╭─ SOURCE EXTRACT
Over 75 years ago Wall Street Crashed; but today the New Crash is already underway...

Discussion in 'Chit Chat' started by SouthAmerica, Feb 7, 2008.

  1. Hence the question: can the FED, SEC and all the other organisms that were created after the 29 crash prevent such a crash from happening again?

    If the answer is no [as it appears to be]. Then what good are those organisms?


    The only thing they've managed to do is build an illusion of economic prosperity. And while the S&P dropped 50% since it's 2005 high... the charts show a bull market and new "record highs" simply because they are expressed in dollars that are worth less every day.

    Gold is the only constant in monetary economics. Everything else is relative. Fiat money is an illusion.
     
    #81     Mar 15, 2008
  2. Most everything is an illusion.

    Much like "live" television.

    The people today know of nothing more than what exists. Most of the proles don't even know that how banking or markets work. If they can cash their checks they can feed, f*ck, and fantasize.
╰─
╭─ ENTRIES
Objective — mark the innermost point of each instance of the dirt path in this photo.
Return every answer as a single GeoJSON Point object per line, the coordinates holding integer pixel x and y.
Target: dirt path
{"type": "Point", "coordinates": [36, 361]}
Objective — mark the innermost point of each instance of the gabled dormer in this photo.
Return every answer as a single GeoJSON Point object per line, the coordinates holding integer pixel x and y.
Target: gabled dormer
╰─
╭─ ENTRIES
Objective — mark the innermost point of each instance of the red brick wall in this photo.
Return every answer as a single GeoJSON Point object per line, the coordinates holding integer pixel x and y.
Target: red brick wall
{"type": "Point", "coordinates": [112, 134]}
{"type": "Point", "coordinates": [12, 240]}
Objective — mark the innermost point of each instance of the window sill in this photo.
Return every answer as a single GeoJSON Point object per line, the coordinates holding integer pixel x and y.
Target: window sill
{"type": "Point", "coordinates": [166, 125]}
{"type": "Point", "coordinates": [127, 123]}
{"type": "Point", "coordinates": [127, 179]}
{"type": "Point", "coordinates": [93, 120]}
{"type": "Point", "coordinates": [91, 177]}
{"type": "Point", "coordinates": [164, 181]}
╰─
╭─ ENTRIES
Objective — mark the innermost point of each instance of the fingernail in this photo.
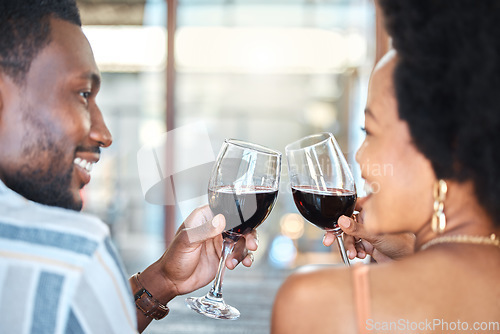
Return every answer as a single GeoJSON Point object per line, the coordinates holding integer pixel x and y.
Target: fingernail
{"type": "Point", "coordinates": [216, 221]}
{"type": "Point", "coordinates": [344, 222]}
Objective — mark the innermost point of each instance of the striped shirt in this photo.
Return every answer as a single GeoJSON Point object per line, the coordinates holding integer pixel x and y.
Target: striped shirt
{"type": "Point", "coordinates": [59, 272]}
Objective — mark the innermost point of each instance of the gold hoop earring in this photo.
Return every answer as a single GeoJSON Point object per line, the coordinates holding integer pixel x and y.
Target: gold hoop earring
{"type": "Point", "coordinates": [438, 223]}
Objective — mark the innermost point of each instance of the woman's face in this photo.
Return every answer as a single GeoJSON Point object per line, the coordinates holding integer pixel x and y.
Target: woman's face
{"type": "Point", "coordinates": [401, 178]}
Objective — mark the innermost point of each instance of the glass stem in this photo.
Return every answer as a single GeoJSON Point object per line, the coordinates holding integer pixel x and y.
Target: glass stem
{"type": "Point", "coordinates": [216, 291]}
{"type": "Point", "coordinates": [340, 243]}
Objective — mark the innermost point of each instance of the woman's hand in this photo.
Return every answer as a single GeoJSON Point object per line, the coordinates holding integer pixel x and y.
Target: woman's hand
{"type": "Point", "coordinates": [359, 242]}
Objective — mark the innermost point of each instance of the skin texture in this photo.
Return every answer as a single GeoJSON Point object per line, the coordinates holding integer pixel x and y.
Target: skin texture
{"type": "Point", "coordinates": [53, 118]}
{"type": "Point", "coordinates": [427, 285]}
╰─
■ **SET OF TASKS**:
**1)** In the forum thread about a new Wall Street crash, what does the first post call the only constant in monetary economics?
**2)** Carry on the forum thread about a new Wall Street crash from its last sentence.

■ **PER-TASK ANSWERS**:
**1)** Gold.

**2)**
    Simulated wealth will keep the masses going for awhile, then the market crashes, assets are sold on the cheap, more government dependence is created, people spend money again, and the cycle starts over.

    We have an excellent opportunity to accumulate wealth on the downside of this market, pick up assets, and sell them off at the top of the new bubble.

    The sky will fall on some, but that is unavoidable. Just make sure that the sky doesn't fall on you.

    Best Regards
    Oddi
     
    #82     Mar 15, 2008
  3. oddi: precisely.
     
    #83     Mar 15, 2008
  4. BCE

    BCE

    BTW here's a link to the Frontline show called "The Crash" circa 1999 about the Thailand meltdown/LTCM debacle. Including this timeline.
    http://www.pbs.org/wgbh/pages/frontline/shows/crash/etc/cron.html
    Frontline has some great shows. Used to be able to watch the whole show online, but maybe this is too old.
    http://www.pbs.org/wgbh/pages/frontline/shows/crash/

    It's interesting how the funds needed to work with these situations has changed over the years as this quote shows.
    "Sept. 23, 1998
    Pushed by the New York Federal Reserve, a consortium of leading US financial institutions provides a <b>$3.5 billion</b> bailout to Long Term Capital Management, one of the largest US hedge funds, amidst fears that a collapse could worsen the panic in the financial markets."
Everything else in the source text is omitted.